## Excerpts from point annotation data
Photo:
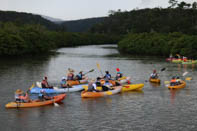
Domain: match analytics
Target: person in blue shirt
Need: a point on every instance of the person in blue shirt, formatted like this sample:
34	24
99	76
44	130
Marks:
107	76
79	76
63	83
118	75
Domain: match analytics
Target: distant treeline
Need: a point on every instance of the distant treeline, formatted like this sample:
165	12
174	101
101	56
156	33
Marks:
150	31
149	20
36	39
159	44
21	18
82	25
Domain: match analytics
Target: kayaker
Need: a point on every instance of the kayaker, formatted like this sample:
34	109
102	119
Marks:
70	75
92	87
107	76
79	76
108	84
43	96
45	83
184	59
21	97
173	81
63	83
118	75
154	75
178	80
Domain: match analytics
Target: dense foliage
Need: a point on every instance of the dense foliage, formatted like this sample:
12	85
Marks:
159	44
27	18
82	25
150	20
34	39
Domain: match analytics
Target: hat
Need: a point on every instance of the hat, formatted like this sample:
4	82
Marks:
98	78
63	78
71	70
19	91
44	78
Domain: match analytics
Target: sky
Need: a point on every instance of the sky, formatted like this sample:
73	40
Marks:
78	9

## Task directions
Repeat all of the records verbatim, leaving out the pictures.

## Complete output
Photo:
Domain: match analytics
Target: person in blue shirt
Need: a point on every instance of the person in blue shirt, formatted like this sample:
34	24
99	76
44	130
Marks:
107	76
79	76
63	83
118	75
Domain: match analytics
Target: distant treeline
Need: a point on every instance of the distant treeline, formatted like this sample:
165	12
174	101
101	56
156	33
Marks:
150	31
149	20
36	39
159	44
21	18
82	25
Domain: match analytics
Target: kayaker
Need: a point on every instance of the kayaker, formatted like this sample:
34	109
102	119
Marks:
70	75
92	87
107	76
79	76
108	84
43	96
45	83
184	59
21	97
173	81
63	83
118	75
154	75
178	80
Domain: match analytics
Target: dense foliage
Need: a point on every instance of the dense foliage, formatted like this sample:
12	85
Marks:
159	44
27	18
82	25
150	20
34	39
Domain: match analytics
Target: hat
Need: a point on every instance of the hat, formatted like this sample:
4	82
Marks:
98	78
63	78
71	70
19	91
44	78
Domain: match analytics
Target: sky
Need: a point on every instance of the sky, formatted like this sample:
73	40
Marks:
78	9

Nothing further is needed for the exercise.